+++ SUPPLIED RECORDS +++

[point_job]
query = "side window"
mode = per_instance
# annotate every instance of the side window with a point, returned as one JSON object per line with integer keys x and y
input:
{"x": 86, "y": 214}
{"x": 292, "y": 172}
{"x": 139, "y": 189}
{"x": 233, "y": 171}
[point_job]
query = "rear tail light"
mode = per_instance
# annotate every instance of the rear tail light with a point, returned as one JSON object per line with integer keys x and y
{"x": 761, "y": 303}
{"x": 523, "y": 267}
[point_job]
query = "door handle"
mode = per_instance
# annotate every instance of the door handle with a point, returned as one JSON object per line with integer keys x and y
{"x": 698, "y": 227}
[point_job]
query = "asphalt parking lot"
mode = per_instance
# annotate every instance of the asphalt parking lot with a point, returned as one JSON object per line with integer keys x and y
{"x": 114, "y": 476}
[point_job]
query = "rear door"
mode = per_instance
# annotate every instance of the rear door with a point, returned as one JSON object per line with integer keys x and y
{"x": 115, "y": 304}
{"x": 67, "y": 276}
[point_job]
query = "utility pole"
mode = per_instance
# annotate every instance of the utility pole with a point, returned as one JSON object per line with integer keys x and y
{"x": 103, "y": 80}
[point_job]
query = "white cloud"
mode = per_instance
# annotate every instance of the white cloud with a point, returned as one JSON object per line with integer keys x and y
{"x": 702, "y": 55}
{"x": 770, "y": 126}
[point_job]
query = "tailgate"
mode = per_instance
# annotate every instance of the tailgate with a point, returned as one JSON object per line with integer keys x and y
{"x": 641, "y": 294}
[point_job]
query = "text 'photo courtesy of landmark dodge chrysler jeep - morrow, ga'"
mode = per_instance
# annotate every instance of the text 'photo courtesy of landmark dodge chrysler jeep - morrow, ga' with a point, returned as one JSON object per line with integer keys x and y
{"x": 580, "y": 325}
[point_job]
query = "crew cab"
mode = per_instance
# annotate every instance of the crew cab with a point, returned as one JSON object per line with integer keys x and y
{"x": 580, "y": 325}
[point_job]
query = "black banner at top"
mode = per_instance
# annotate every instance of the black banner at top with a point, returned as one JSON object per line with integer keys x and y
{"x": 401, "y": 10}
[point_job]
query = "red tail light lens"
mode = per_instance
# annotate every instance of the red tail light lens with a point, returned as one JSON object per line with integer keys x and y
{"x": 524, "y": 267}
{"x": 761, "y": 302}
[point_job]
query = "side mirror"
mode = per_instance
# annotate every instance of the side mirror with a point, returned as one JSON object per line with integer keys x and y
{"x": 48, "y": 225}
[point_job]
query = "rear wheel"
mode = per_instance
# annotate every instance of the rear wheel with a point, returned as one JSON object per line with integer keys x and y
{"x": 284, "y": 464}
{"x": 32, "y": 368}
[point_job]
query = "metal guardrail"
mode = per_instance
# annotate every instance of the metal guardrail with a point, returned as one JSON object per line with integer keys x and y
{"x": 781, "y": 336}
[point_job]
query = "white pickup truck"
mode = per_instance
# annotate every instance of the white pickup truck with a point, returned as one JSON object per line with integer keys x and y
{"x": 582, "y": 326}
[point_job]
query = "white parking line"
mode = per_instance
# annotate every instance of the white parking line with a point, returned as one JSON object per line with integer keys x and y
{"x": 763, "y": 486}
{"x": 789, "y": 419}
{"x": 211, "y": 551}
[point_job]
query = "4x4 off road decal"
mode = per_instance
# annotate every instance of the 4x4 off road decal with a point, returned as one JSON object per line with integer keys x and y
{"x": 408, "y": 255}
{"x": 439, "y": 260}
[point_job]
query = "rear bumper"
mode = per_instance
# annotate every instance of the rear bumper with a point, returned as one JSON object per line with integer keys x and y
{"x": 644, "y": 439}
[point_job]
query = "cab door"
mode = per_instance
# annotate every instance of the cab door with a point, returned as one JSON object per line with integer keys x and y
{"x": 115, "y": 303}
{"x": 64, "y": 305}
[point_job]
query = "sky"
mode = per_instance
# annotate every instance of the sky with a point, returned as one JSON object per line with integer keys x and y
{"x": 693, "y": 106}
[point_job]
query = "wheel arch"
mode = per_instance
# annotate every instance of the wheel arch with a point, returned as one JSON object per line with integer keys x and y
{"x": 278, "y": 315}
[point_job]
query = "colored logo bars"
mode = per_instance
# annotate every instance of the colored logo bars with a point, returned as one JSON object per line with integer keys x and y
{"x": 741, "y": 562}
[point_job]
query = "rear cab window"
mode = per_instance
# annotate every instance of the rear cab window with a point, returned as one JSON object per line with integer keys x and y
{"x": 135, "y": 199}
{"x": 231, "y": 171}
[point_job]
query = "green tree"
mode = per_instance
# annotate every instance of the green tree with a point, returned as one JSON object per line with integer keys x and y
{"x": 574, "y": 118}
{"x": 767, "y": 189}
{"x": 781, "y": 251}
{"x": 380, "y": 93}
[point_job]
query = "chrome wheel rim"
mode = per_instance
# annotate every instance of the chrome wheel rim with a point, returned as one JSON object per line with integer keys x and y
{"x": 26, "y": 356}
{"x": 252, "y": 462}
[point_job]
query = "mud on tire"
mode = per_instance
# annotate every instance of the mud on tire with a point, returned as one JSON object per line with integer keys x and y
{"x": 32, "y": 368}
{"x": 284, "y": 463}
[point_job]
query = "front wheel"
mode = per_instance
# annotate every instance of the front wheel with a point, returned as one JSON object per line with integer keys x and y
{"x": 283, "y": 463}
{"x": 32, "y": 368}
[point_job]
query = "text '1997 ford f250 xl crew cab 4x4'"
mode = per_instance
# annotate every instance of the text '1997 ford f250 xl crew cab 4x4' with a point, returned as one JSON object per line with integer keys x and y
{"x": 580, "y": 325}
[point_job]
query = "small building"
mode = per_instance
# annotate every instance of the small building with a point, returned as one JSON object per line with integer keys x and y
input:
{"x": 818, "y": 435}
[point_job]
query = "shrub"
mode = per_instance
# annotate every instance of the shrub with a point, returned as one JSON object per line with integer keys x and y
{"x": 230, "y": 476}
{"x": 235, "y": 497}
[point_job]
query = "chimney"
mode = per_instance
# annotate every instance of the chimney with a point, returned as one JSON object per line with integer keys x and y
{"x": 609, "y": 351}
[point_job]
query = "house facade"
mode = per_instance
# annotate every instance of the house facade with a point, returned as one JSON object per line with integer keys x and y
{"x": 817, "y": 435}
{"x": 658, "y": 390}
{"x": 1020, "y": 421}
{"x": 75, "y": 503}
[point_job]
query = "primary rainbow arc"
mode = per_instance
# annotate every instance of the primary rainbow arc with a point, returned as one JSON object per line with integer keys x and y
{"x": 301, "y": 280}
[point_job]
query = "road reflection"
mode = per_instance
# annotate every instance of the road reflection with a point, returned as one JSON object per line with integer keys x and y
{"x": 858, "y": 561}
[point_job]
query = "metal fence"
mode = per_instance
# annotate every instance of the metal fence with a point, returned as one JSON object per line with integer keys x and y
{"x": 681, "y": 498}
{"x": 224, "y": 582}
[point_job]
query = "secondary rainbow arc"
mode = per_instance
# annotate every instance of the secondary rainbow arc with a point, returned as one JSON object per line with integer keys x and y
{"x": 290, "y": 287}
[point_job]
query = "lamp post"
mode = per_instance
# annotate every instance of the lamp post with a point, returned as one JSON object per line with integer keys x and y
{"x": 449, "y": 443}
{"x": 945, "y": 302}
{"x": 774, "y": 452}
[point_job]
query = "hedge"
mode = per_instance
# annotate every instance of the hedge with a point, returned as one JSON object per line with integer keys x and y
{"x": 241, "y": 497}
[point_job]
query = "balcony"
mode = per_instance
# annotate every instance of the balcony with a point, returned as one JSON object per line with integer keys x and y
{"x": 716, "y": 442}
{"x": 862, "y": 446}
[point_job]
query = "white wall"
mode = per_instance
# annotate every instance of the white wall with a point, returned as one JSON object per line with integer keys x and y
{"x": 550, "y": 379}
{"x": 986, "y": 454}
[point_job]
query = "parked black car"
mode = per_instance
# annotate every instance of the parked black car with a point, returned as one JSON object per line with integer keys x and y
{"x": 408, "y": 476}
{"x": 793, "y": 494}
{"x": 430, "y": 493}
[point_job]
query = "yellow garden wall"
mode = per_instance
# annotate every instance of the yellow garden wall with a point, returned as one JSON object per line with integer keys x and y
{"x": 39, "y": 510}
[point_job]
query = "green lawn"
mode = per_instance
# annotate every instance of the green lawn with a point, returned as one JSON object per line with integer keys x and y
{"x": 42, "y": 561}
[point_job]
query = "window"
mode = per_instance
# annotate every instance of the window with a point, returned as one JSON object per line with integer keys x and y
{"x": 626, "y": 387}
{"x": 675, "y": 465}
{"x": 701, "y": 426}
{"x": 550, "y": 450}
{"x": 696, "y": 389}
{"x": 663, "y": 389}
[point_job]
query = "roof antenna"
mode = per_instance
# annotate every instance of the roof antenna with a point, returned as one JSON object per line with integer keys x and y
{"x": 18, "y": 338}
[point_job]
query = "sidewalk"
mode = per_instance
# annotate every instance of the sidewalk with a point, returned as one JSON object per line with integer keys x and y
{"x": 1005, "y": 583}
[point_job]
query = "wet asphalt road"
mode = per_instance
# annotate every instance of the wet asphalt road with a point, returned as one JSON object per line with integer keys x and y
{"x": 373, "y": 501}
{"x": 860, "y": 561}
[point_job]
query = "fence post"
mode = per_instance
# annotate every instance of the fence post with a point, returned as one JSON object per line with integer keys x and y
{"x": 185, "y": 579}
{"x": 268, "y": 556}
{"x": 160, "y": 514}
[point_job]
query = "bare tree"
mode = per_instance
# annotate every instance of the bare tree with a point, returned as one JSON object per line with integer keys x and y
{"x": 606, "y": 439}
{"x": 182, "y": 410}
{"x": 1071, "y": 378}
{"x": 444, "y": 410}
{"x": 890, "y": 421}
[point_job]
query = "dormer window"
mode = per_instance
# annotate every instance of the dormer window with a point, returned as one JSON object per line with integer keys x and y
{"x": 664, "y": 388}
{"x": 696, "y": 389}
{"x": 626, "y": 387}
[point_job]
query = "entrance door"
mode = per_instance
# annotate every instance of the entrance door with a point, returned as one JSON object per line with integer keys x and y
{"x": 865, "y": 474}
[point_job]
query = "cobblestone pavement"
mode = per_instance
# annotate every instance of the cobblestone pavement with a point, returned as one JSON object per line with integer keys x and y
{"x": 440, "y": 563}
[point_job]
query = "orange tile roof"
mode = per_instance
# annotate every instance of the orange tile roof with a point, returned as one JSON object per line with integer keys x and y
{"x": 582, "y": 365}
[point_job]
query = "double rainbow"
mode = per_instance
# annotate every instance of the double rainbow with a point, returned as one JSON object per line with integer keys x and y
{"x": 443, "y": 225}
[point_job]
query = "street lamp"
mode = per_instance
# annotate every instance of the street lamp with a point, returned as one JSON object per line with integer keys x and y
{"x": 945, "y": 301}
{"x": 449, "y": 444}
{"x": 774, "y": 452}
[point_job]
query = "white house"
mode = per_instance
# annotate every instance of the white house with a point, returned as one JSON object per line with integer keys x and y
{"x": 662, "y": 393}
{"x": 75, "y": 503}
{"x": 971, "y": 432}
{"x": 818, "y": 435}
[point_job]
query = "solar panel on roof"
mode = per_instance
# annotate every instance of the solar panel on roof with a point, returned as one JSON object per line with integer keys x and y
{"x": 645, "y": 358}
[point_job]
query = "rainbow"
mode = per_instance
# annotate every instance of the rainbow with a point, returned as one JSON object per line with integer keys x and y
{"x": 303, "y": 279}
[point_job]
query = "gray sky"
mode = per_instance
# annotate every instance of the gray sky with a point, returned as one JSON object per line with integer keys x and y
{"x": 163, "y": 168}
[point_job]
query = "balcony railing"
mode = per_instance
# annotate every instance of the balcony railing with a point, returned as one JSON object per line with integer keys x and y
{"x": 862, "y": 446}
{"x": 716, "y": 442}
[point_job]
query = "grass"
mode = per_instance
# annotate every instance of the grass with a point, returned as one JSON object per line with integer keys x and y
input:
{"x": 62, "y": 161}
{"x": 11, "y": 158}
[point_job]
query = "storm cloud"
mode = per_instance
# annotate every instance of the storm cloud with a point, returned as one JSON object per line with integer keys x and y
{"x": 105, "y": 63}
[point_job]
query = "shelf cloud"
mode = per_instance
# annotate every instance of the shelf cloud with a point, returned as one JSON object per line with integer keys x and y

+++

● **OBJECTIVE**: Pick out every line of the data that contains the word "fence", and copy each one.

● **FINISHED EXERCISE**:
query = "metal fence"
# annotate every instance of the metal fence with a point, returned as one JSON object per line with integer keys x and y
query = "fence post"
# annotate every instance of the fence post with a point, returned as one JSON object per line with integer keys x and y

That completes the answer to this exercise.